§ **PROBLEM DESCRIPTION**:
Pull out each line of the records below that contains the word "ottoman", matching its case exactly. Copy those lines as they appear.

§ **RECORDS FOR THIS EXERCISE**:
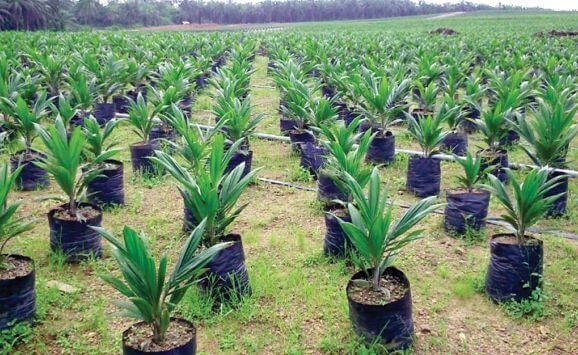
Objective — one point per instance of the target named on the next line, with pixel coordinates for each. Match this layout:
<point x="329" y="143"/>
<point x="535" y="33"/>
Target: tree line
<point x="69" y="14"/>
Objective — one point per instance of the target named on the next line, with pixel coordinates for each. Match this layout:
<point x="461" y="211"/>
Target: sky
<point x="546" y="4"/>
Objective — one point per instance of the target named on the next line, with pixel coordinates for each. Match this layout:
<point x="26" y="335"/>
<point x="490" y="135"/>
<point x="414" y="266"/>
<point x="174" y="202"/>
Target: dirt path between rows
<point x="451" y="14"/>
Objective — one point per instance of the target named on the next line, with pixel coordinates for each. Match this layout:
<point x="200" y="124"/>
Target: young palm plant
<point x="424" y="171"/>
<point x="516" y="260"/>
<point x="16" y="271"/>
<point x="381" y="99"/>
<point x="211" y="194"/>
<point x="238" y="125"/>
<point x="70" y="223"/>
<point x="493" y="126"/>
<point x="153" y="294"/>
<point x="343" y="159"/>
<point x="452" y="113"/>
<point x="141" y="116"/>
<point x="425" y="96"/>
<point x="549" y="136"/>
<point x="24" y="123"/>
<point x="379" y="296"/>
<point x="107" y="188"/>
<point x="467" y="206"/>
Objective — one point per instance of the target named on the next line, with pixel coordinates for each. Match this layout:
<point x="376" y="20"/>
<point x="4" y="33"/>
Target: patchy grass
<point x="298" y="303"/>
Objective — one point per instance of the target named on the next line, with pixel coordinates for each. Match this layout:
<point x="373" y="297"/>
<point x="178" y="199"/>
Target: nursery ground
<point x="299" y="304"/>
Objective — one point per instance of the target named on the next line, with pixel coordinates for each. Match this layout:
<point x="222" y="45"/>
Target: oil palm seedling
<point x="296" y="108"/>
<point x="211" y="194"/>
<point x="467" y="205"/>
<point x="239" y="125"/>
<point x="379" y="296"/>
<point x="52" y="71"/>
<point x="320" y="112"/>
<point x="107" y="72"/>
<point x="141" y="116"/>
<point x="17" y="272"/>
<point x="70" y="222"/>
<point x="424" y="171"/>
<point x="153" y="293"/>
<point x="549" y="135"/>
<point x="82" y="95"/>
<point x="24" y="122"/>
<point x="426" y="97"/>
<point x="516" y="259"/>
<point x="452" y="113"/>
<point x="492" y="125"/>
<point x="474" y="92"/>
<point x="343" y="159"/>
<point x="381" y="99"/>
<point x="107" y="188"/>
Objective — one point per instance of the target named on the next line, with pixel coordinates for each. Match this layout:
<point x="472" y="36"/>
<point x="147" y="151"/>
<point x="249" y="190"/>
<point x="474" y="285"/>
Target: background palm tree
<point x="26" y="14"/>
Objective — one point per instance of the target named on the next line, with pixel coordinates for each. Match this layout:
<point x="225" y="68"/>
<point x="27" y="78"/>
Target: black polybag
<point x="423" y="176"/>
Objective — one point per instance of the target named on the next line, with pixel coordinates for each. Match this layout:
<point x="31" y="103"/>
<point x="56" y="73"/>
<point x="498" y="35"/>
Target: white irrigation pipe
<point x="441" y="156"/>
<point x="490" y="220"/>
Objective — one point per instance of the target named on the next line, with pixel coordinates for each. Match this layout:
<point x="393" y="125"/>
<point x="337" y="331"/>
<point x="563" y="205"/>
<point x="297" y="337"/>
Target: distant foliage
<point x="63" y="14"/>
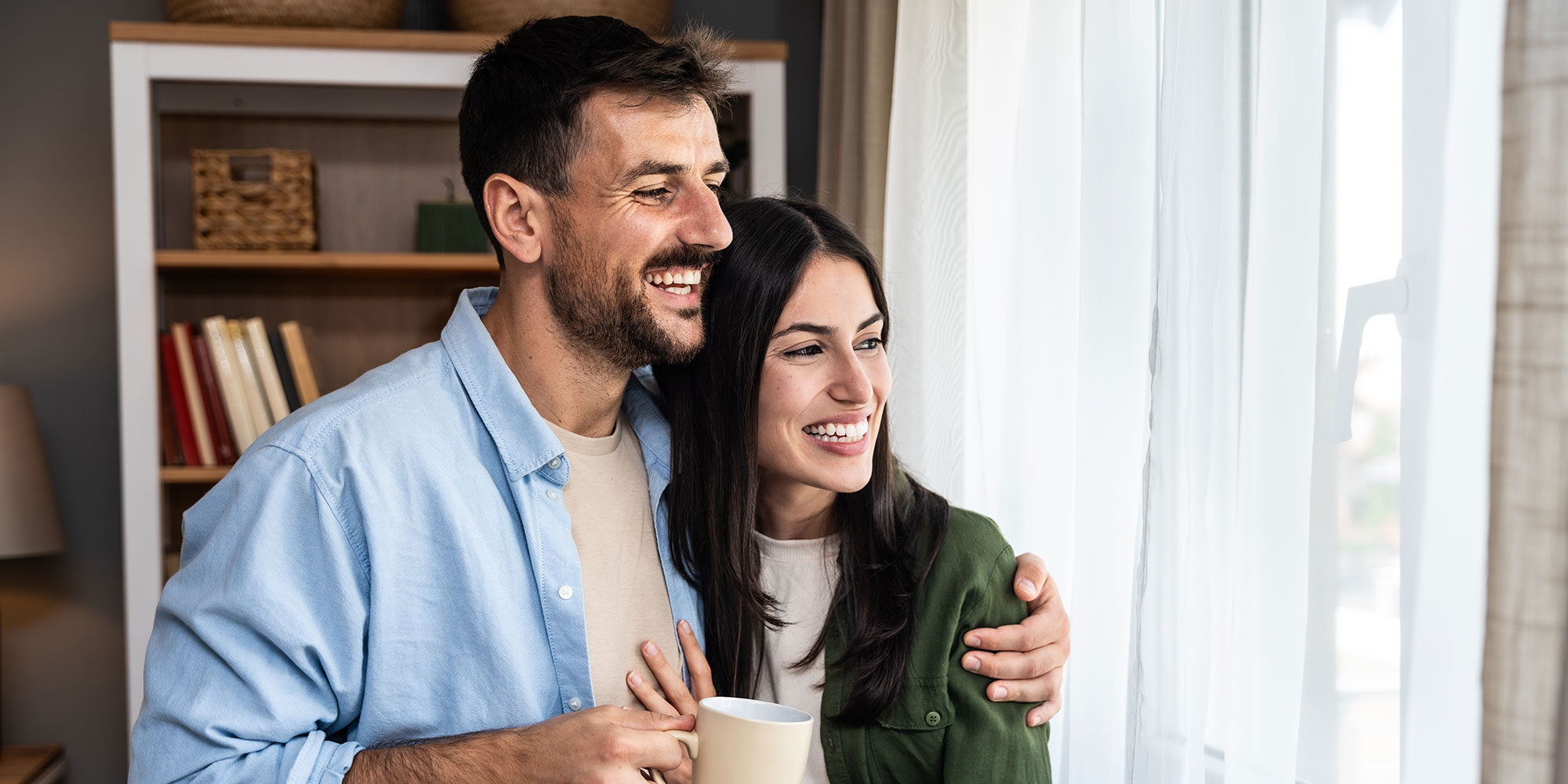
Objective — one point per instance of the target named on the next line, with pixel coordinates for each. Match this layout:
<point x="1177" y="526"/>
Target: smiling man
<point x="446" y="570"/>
* * *
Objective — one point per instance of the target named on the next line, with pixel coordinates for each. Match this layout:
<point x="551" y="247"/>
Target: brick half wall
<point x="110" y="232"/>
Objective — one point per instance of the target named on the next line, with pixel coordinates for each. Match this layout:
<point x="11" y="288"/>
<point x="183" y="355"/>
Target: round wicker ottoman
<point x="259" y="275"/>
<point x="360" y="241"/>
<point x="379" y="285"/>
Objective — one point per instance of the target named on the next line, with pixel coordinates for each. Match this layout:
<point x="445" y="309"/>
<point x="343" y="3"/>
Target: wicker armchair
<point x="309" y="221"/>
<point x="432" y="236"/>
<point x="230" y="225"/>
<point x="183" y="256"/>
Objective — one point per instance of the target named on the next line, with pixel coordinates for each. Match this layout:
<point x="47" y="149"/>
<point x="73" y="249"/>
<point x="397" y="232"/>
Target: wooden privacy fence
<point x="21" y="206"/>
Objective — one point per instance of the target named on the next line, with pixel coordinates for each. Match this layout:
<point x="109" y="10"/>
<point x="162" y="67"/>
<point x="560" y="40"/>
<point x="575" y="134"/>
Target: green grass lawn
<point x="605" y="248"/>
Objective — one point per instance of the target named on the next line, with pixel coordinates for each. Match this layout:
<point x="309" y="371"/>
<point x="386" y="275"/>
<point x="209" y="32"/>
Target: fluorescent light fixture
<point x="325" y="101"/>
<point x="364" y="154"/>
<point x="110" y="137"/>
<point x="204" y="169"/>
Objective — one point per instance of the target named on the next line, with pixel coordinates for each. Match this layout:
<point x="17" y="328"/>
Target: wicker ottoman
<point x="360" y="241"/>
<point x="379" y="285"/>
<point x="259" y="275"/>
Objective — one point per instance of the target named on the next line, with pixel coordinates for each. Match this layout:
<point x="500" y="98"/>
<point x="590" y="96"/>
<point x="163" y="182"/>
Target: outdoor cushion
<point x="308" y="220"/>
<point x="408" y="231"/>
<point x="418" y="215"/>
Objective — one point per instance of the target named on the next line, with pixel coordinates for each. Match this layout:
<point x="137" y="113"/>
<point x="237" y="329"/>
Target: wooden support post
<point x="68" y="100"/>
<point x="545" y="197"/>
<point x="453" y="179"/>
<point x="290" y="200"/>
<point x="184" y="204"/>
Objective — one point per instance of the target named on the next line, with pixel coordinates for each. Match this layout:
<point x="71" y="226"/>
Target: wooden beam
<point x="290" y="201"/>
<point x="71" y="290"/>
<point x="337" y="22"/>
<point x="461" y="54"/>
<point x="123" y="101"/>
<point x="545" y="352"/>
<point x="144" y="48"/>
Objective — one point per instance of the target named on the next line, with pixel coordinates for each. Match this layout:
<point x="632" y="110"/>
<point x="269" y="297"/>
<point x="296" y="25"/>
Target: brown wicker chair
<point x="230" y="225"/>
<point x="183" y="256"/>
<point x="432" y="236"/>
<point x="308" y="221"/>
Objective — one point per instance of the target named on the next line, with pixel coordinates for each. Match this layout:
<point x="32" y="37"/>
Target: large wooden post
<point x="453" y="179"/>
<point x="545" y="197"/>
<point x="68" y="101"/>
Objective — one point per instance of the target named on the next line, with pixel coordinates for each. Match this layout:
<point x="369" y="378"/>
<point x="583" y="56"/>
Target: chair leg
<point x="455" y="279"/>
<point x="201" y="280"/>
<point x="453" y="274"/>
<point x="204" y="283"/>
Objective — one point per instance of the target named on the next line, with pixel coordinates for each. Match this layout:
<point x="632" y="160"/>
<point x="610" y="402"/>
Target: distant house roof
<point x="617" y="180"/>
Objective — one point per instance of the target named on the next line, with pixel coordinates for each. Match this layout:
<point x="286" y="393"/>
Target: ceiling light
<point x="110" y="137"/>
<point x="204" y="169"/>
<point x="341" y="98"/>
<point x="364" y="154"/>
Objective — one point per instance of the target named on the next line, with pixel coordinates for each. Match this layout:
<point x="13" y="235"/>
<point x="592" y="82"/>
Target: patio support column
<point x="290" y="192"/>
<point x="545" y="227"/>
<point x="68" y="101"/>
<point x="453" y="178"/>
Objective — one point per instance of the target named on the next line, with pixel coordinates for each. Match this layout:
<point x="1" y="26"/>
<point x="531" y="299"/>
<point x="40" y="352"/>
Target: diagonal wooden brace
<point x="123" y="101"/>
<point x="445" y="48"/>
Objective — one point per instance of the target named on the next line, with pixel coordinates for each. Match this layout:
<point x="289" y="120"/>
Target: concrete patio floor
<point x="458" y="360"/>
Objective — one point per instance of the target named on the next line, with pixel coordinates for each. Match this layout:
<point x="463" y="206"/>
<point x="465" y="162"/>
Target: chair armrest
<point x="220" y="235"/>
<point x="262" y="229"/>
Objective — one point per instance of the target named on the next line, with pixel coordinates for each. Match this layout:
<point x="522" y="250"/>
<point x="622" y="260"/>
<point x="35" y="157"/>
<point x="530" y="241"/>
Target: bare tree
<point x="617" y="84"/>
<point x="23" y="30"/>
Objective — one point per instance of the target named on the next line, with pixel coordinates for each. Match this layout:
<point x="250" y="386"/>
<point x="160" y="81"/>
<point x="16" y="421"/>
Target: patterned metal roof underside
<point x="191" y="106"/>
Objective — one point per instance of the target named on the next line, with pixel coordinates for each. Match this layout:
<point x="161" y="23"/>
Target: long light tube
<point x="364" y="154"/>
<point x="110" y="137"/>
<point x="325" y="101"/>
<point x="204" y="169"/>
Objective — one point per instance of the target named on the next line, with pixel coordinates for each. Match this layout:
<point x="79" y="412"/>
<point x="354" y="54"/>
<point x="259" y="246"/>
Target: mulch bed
==
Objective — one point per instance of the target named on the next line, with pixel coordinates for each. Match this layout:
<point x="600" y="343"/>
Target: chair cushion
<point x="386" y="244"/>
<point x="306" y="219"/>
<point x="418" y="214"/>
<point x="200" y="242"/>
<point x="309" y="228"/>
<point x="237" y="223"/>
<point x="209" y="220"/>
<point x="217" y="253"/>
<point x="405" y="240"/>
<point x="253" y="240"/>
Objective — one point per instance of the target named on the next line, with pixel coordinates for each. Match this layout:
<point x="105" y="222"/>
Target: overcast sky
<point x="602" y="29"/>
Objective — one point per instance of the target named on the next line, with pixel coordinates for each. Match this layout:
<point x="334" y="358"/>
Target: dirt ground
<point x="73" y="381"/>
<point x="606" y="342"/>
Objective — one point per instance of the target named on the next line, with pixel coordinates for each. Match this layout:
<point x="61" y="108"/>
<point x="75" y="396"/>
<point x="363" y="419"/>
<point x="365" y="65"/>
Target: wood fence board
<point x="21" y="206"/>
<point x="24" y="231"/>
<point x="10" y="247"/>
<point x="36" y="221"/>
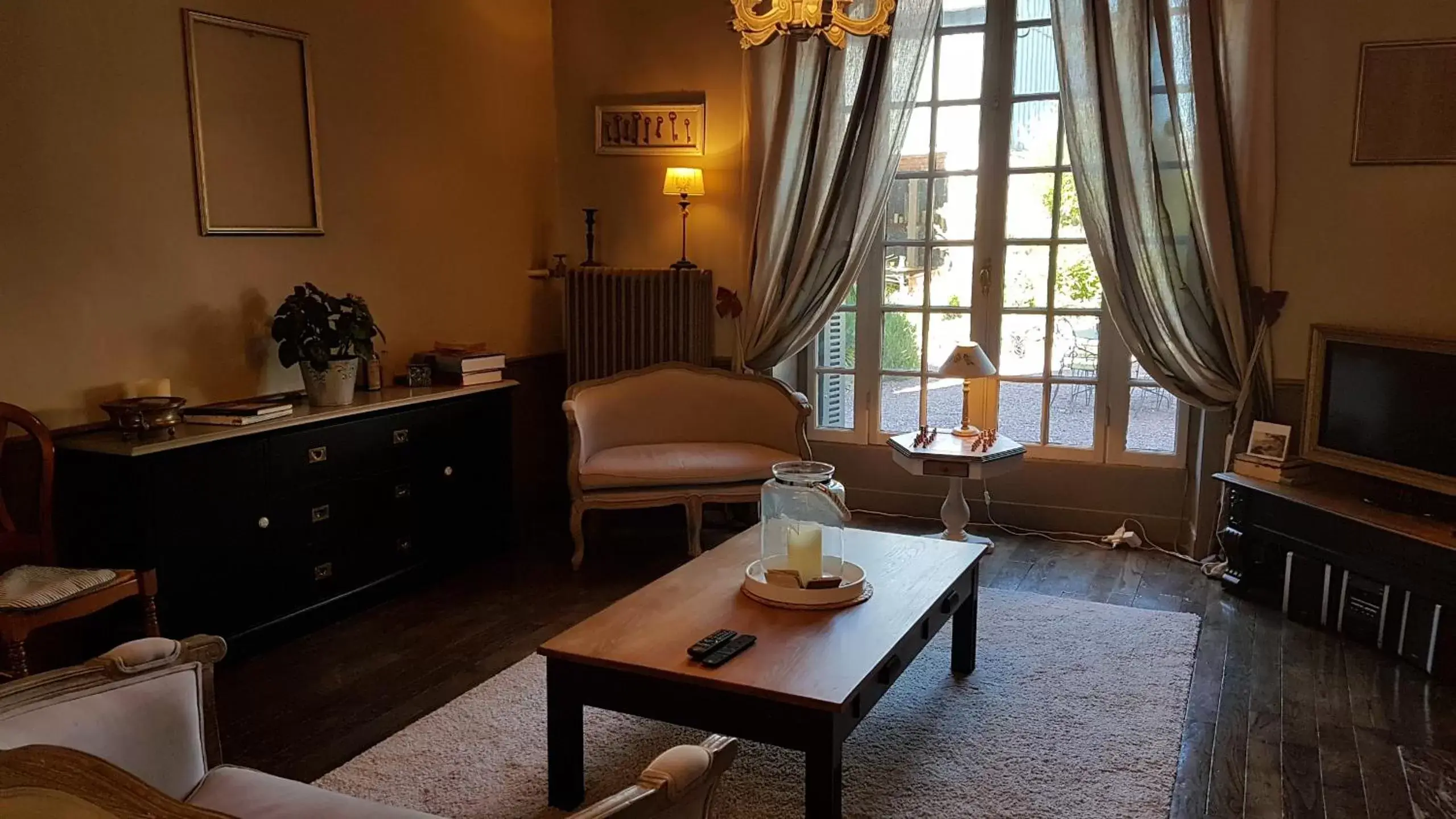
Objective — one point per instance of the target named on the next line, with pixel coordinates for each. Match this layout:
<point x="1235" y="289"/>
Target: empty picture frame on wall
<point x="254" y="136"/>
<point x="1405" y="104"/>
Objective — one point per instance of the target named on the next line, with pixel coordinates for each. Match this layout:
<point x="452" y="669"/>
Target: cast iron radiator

§ **FULL ANSWER**:
Target: round wicker ottoman
Target: wicker ottoman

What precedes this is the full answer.